▸ Exercise directions
Give back, word for word, the line that contains "Target: bearded soccer player" and every line that follows it in the data below.

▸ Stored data
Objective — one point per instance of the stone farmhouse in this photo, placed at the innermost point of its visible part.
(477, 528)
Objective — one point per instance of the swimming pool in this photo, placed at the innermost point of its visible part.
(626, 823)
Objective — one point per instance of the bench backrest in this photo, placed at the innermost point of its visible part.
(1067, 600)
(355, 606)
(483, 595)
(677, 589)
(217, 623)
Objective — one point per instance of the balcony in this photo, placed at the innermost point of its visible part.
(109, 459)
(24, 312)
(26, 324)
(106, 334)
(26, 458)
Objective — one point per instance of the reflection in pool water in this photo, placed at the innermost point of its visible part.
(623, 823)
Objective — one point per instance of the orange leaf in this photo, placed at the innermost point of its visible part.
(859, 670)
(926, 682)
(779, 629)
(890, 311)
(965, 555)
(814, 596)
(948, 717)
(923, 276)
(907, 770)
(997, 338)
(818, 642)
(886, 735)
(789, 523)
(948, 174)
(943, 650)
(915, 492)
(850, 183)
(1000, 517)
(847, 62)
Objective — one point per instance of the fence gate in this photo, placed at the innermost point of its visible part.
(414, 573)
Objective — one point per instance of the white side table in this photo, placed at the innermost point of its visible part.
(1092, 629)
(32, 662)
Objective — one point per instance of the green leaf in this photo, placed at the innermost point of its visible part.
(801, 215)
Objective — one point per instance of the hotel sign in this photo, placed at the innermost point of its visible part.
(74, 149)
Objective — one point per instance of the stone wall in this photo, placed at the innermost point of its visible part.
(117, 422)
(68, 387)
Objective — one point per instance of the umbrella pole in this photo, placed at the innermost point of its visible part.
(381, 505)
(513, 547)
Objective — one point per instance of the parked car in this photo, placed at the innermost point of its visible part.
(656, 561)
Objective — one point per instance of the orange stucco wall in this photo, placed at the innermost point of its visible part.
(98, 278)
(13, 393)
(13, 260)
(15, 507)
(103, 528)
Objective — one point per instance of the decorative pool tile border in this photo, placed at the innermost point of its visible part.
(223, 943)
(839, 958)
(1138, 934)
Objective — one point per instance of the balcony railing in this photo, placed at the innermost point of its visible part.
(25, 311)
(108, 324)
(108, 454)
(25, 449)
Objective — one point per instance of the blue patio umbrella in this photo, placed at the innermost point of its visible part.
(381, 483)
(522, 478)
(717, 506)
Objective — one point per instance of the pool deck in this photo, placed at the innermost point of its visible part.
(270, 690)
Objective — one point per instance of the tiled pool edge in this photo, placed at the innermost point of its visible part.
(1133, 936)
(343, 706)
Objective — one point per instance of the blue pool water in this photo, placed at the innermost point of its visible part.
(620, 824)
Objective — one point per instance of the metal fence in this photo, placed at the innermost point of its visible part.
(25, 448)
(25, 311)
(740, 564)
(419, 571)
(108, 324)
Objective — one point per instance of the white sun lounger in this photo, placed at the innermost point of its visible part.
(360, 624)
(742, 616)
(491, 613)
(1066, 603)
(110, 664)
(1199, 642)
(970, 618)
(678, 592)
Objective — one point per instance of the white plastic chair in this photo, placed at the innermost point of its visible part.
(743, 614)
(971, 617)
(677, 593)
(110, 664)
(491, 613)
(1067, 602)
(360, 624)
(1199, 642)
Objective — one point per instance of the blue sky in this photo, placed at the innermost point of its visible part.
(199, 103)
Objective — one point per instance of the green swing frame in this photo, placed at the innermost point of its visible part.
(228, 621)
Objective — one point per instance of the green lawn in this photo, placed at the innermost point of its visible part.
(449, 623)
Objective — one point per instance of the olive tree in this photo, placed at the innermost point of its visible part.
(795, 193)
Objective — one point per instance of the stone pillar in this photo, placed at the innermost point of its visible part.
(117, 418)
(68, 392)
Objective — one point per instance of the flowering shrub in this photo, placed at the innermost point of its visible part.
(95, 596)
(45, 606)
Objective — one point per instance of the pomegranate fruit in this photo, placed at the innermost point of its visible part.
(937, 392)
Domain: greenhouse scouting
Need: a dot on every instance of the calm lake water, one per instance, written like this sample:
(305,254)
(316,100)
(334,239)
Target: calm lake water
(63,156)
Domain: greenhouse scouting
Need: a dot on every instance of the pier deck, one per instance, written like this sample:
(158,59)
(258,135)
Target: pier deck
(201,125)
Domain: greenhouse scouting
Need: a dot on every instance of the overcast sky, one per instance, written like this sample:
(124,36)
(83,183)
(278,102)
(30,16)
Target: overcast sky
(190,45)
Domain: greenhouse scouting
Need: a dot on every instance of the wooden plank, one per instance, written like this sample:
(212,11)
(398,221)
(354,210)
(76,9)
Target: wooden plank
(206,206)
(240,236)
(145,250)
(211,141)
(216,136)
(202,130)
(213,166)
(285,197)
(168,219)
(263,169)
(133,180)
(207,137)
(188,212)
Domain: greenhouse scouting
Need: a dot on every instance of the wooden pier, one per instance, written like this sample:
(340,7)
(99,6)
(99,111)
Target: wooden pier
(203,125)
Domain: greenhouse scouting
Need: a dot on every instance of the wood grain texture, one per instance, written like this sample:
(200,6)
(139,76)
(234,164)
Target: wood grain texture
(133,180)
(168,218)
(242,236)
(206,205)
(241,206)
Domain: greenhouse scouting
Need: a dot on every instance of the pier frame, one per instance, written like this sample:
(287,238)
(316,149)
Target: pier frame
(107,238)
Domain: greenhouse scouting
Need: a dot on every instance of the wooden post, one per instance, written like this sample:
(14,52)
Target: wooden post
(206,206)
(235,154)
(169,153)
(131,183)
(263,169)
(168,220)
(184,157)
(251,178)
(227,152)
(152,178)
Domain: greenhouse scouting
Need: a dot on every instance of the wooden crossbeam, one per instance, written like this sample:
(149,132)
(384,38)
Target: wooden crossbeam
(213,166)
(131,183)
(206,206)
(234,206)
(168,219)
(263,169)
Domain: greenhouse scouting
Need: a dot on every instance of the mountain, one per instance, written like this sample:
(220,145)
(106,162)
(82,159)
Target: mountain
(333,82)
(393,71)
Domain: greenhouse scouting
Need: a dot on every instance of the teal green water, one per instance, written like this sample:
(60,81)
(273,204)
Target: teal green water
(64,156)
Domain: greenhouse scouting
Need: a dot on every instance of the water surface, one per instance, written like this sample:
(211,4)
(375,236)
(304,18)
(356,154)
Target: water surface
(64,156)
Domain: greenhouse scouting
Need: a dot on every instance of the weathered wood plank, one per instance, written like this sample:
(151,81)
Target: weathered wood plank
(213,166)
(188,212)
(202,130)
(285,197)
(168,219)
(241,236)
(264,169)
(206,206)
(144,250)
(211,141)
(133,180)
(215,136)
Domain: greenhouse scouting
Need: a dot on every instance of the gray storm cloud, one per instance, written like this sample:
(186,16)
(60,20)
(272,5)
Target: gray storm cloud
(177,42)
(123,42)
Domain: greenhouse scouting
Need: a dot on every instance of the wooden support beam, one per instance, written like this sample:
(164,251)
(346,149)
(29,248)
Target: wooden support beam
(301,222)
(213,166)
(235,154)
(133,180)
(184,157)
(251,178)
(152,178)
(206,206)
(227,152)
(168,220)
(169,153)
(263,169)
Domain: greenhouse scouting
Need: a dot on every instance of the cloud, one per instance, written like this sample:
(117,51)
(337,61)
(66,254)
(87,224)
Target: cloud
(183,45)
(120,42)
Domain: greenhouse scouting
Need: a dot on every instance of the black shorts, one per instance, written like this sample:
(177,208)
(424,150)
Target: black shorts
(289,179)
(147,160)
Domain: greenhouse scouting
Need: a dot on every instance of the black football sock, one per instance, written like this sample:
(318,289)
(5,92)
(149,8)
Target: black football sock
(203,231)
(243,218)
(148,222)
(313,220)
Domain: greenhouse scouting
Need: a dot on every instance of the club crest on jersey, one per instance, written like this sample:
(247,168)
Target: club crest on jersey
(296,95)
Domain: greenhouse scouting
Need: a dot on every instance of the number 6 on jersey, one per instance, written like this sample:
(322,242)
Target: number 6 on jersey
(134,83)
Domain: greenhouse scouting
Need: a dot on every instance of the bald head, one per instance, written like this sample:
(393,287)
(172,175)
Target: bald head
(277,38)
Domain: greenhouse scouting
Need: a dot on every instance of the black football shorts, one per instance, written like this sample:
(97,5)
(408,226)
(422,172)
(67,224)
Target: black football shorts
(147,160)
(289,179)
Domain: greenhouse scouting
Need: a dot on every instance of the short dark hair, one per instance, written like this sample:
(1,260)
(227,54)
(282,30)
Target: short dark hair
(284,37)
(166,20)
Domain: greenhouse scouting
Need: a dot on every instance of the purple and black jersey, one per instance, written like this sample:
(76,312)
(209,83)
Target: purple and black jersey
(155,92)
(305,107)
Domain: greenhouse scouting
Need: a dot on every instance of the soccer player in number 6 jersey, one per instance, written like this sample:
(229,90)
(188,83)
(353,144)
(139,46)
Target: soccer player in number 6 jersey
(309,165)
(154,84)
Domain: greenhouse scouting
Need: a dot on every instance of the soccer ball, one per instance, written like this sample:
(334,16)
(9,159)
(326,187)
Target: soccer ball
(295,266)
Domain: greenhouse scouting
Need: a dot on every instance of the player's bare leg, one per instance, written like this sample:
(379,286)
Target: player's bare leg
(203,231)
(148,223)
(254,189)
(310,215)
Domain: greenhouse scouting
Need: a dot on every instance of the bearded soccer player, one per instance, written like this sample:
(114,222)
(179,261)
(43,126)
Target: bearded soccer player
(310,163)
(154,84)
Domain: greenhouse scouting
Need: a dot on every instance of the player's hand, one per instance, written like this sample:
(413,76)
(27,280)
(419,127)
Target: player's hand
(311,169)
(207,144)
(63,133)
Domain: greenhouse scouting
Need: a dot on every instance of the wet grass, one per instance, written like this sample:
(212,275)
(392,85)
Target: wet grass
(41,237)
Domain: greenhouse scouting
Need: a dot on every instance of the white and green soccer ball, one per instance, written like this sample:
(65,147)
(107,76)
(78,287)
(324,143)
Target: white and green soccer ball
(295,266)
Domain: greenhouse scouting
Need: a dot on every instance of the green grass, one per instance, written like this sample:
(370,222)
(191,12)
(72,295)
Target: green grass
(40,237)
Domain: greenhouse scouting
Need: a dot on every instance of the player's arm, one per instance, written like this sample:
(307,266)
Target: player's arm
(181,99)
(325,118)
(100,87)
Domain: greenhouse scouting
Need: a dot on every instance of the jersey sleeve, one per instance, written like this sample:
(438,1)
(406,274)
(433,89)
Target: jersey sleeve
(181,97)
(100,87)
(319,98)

▸ Reply to the exercise
Target: bearded soccer player
(310,163)
(154,84)
Domain: greenhouse scouting
Need: a dot on every instance of the player's hand, one per instance, written like this sample:
(413,76)
(27,280)
(419,127)
Target: player's hand
(311,169)
(207,144)
(63,133)
Domain: greenhouse scouting
Need: a dot on every instance of the wet grass, one per instance, written like this sample:
(212,275)
(392,85)
Target: wet grass
(41,237)
Domain: greenhouse scouting
Need: a dot on every instance of the white and green soccer ball, one per instance, written like this sample:
(65,147)
(107,76)
(78,287)
(324,143)
Target: white and green soccer ball
(295,266)
Domain: greenhouse scouting
Need: a dot on every instance of the green grass, one per instance, written like this sample:
(370,222)
(191,12)
(72,295)
Target: green grass
(40,237)
Domain: greenhouse scouting
Need: a dot on every instance of the player's arm, one per instance, written like this sample:
(307,266)
Target: player's arm
(181,99)
(325,118)
(100,87)
Domain: greenhouse scouting
Need: a dot on every instance of the jersey sleeve, one per instance, written like this sample:
(438,1)
(406,274)
(433,89)
Target: jersey sleeve
(181,97)
(100,87)
(319,98)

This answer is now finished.